■ Task goal:
Please answer these questions using the Kaberi Kachari text below.
1. At which university was Kaberi Kachari a student when she married Arabinda Rajkhowa?
2. On what date were she and her husband said to have surrendered to the BSF?
3. Where are she and the other women housed?

Kaberi Kachari is a writer, poet, political and economical speaker and the wife of Arabinda Rajkhowa, the chairman of the peace talks process outfit called the United Liberation Front of Assam ULFA. She was known for her poetic excellence from her college days.

Personal life
In the late 80s, when she was a student at the Gauhati University, she married Arabinda Rajkhowa. They had to spend the initial days of their marriage in jungles of Assam and Bhutan. They have two children Khamseng  Rajkumari (Daughter) and Gadadhar (Son).

Arrest
She, along with her husband Rajkhowa, deputy C-in-C Raju Baruah and Rajkhowa's bodyguard Raja Bora were said to be surrendered to the BSF on 4 Dec 2009 morning near the Indo-Bangladesh border in Meghalaya. She was not produced in court for no pending cases were there against her. She and the other women along with their minors are housed in the 4th Assam Police Battalion's guesthouse in Guwahati.

■ Record list:

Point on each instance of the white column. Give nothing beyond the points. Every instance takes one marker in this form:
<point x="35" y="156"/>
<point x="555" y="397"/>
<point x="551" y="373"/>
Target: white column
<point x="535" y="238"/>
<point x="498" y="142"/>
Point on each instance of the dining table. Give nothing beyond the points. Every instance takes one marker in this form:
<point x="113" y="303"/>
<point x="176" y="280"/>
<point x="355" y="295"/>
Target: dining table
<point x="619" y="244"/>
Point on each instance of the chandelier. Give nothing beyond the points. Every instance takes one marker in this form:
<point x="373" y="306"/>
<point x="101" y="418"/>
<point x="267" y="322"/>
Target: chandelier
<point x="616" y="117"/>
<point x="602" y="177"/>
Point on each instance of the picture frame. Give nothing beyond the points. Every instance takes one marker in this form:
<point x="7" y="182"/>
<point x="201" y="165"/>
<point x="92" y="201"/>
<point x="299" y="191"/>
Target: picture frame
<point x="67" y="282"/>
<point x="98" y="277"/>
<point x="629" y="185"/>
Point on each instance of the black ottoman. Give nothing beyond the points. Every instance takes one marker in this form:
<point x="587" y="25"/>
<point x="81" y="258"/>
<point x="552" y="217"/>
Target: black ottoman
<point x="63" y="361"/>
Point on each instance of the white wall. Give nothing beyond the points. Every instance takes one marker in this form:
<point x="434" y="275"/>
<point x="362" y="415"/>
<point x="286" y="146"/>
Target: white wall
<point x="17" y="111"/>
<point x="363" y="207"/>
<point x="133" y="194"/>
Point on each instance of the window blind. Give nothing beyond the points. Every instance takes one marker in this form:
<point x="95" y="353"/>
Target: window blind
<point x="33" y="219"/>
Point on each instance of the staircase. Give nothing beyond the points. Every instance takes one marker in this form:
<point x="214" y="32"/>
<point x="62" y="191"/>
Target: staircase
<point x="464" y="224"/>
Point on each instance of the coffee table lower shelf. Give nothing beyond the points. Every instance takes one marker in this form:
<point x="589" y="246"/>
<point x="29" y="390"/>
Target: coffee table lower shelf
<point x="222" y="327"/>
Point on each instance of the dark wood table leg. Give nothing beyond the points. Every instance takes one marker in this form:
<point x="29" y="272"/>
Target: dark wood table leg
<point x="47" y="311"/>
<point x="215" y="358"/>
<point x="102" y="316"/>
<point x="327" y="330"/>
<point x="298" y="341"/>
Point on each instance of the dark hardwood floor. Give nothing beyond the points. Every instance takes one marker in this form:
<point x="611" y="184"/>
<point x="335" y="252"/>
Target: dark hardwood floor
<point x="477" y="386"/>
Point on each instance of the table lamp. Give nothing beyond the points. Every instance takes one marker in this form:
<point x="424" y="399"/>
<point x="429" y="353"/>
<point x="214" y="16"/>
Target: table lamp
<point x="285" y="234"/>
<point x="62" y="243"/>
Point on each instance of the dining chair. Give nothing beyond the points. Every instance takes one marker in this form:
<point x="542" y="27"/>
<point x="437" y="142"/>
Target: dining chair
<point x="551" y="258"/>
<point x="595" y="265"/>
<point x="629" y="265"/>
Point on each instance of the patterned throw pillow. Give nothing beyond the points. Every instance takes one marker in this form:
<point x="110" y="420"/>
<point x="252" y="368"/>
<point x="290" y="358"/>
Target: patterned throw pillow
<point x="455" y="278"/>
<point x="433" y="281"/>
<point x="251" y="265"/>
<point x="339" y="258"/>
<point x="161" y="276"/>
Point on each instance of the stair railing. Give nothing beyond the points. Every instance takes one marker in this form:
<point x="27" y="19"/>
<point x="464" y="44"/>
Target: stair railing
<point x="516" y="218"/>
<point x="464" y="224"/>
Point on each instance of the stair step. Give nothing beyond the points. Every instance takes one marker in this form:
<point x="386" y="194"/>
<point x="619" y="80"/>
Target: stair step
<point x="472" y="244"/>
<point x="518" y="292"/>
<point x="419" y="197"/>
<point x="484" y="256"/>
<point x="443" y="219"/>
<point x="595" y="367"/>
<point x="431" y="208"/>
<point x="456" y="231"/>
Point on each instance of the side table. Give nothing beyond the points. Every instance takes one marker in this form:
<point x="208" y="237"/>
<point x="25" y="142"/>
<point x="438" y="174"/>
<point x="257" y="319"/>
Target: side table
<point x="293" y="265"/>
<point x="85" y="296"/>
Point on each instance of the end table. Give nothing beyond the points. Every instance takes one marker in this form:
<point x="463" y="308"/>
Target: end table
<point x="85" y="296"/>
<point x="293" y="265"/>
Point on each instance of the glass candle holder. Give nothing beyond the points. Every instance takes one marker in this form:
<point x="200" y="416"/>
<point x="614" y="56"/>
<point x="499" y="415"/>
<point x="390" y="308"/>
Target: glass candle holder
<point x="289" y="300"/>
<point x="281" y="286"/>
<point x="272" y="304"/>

■ Complete response:
1. Gauhati University
2. 4 Dec 2009
3. In the 4th Assam Police Battalion's guesthouse in Guwahati